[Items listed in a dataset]
—————
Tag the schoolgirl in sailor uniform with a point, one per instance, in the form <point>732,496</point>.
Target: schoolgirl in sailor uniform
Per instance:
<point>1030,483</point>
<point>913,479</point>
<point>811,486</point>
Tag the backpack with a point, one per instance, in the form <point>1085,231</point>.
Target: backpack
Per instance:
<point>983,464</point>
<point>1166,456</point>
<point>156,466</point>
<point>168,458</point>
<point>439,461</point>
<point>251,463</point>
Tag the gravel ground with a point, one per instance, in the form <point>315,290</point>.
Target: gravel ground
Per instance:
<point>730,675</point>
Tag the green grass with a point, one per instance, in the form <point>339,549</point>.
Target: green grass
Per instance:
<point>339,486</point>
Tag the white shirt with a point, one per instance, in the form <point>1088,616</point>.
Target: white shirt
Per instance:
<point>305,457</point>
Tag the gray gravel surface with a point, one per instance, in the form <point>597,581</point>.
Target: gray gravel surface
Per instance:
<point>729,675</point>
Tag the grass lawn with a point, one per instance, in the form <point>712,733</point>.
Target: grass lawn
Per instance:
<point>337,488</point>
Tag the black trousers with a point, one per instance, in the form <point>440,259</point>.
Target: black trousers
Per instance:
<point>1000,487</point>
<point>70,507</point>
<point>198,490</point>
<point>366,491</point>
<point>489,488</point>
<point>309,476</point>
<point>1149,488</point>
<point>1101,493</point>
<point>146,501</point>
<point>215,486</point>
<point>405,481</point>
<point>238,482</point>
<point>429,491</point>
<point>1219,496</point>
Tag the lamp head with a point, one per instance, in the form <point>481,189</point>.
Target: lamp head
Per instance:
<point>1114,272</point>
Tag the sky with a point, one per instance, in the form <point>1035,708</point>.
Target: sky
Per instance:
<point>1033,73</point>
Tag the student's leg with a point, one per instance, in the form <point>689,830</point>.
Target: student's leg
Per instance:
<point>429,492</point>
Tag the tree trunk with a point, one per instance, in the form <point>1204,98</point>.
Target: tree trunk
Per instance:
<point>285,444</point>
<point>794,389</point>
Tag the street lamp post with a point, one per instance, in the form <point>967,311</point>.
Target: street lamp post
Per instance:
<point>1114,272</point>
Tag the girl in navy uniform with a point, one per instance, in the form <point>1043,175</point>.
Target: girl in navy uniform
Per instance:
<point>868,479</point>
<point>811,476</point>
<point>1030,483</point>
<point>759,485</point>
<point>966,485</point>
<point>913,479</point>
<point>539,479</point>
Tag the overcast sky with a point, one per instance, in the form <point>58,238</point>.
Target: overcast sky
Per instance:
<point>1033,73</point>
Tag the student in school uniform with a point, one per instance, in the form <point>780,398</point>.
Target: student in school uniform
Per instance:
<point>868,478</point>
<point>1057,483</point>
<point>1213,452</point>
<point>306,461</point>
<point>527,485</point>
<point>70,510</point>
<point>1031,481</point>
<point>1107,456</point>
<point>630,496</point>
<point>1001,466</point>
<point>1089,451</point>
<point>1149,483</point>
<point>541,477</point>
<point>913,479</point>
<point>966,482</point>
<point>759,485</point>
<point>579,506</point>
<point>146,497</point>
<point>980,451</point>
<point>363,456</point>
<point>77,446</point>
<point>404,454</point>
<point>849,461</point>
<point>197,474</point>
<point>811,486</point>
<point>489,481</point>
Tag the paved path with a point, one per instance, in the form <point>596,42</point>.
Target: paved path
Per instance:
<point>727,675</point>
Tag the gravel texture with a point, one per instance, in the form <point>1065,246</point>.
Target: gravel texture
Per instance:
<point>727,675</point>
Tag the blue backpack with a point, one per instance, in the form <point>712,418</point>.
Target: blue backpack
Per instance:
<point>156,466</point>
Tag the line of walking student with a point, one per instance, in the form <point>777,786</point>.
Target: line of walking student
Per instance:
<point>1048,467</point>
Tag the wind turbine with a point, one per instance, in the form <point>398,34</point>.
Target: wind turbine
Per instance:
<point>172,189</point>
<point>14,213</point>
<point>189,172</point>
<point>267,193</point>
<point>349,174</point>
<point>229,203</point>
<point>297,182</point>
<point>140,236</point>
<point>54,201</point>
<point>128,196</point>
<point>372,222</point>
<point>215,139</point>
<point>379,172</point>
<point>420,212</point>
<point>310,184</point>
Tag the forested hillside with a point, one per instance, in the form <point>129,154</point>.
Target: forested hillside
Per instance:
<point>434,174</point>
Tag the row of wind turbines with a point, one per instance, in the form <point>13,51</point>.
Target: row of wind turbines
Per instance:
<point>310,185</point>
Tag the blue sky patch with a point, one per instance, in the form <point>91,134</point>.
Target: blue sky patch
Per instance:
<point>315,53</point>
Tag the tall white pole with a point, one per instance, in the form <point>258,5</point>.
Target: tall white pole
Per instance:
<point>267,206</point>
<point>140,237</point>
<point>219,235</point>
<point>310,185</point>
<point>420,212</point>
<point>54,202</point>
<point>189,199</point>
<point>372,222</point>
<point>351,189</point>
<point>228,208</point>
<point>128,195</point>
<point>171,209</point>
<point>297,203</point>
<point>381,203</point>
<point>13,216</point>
—————
→ **Task prompt**
Rename "Target" to "Object" throughout the rows above, keeping everything else the same.

→ **Output below**
Tag the schoolgirl in sailor uniform with a point, one per instance, in the form <point>732,496</point>.
Object: schoolgirl in sailor uniform
Per instance:
<point>1030,483</point>
<point>913,479</point>
<point>811,486</point>
Tag the backpack with a point, one per instance, in the form <point>1085,231</point>.
Object: backpack
Per instance:
<point>983,464</point>
<point>1166,456</point>
<point>156,466</point>
<point>168,458</point>
<point>439,461</point>
<point>251,463</point>
Tag the gravel ground with a point, one per instance, in the form <point>315,290</point>.
Object: gravel ground
Per instance:
<point>730,675</point>
Tag the green grass with a point, one per instance, in the form <point>339,549</point>.
Object: green grass
Per instance:
<point>339,486</point>
Tag the white shirt with a point, one per instance, in the form <point>1088,616</point>.
Object: white shirt
Per instance:
<point>305,457</point>
Tag the gray gravel surface with a point, one per instance, in the form <point>597,581</point>.
Object: gray gravel surface
Per instance:
<point>729,675</point>
Tag the grass lawn with a point, one per instance, in the form <point>712,733</point>.
Object: grass lawn
Per instance:
<point>337,488</point>
Tag the black trousers with a point, one per instance, in the form <point>440,259</point>.
Object: black trousers
Per instance:
<point>1000,487</point>
<point>70,507</point>
<point>198,490</point>
<point>366,491</point>
<point>489,488</point>
<point>309,476</point>
<point>1149,488</point>
<point>1101,493</point>
<point>146,501</point>
<point>215,486</point>
<point>405,481</point>
<point>238,482</point>
<point>429,491</point>
<point>1219,496</point>
Tag the lamp head with a point, one per instance, in the form <point>481,189</point>.
Object: lamp head
Per instance:
<point>1114,272</point>
Tag the sky with a point, one per instance, in the form <point>1035,708</point>.
Object: sky
Per instance:
<point>1033,73</point>
Tag the student's leg with a point, one per instance, in the form <point>689,830</point>.
Object: student's leg
Per instance:
<point>429,492</point>
Tag the tree trunk with a point, one per instance, in the form <point>1204,98</point>.
Object: tree trunk
Per instance:
<point>285,444</point>
<point>794,389</point>
Tag the street lamp post with a point, one per instance, in the form <point>967,311</point>.
Object: street lamp post
Per instance:
<point>1114,272</point>
Tag the girl in navy uniform with a point, one per instance, in the form <point>1043,175</point>.
Object: girl in navy uniform
Per instance:
<point>868,479</point>
<point>811,476</point>
<point>1030,483</point>
<point>759,485</point>
<point>966,485</point>
<point>913,479</point>
<point>539,479</point>
Tag the overcast sky with a point, one per instance, in the form <point>58,238</point>.
Object: overcast sky
Per instance:
<point>1033,73</point>
Tag the student in school uniform with a point, one per instance, in the form <point>780,398</point>.
Object: student in school uniform
Per instance:
<point>868,478</point>
<point>1057,483</point>
<point>1213,452</point>
<point>306,461</point>
<point>527,485</point>
<point>70,510</point>
<point>1031,481</point>
<point>1107,456</point>
<point>630,496</point>
<point>1001,466</point>
<point>1089,451</point>
<point>1149,483</point>
<point>541,477</point>
<point>913,479</point>
<point>966,482</point>
<point>759,485</point>
<point>579,506</point>
<point>146,497</point>
<point>980,451</point>
<point>363,456</point>
<point>77,446</point>
<point>404,454</point>
<point>849,461</point>
<point>197,474</point>
<point>811,486</point>
<point>489,481</point>
Tag the paved path with a point, one per instance, in the form <point>596,42</point>.
Object: paved path
Per instance:
<point>727,675</point>
Tag the gravel texture with a point, one per instance, in the form <point>1065,246</point>.
Object: gravel texture
Per instance:
<point>727,675</point>
Tag the blue backpack with a point, one per instance, in the form <point>712,418</point>.
Object: blue backpack
Per instance:
<point>156,466</point>
Tag the line of walking student with a point, one per instance, in the form <point>777,786</point>.
Object: line of walking student
Per instance:
<point>1048,467</point>
Tag the wind turbine with a point, one per instance, in the form <point>398,34</point>.
Object: wind turbine
Per instance:
<point>172,189</point>
<point>14,213</point>
<point>189,172</point>
<point>267,193</point>
<point>349,174</point>
<point>229,203</point>
<point>297,182</point>
<point>140,236</point>
<point>54,201</point>
<point>128,196</point>
<point>372,222</point>
<point>215,139</point>
<point>379,172</point>
<point>420,212</point>
<point>310,184</point>
Tag the forested hillside with a point, one per instance, in the form <point>129,154</point>.
Object: forested hillside
Per instance:
<point>434,174</point>
Tag the row of wind turbines with a point, one per instance, in the form <point>13,51</point>.
Object: row of wind turbines
Per instance:
<point>310,185</point>
Tag the blue sky patch with a point, one per instance, in the form <point>91,134</point>.
Object: blue sky patch
Per instance:
<point>315,53</point>
Tag the tall white pole with a point, one per instance, in the form <point>258,5</point>.
Object: tall white pole
Per instance:
<point>267,206</point>
<point>140,237</point>
<point>219,235</point>
<point>310,185</point>
<point>420,212</point>
<point>54,202</point>
<point>189,199</point>
<point>372,222</point>
<point>351,189</point>
<point>228,208</point>
<point>128,195</point>
<point>171,209</point>
<point>297,203</point>
<point>381,203</point>
<point>13,216</point>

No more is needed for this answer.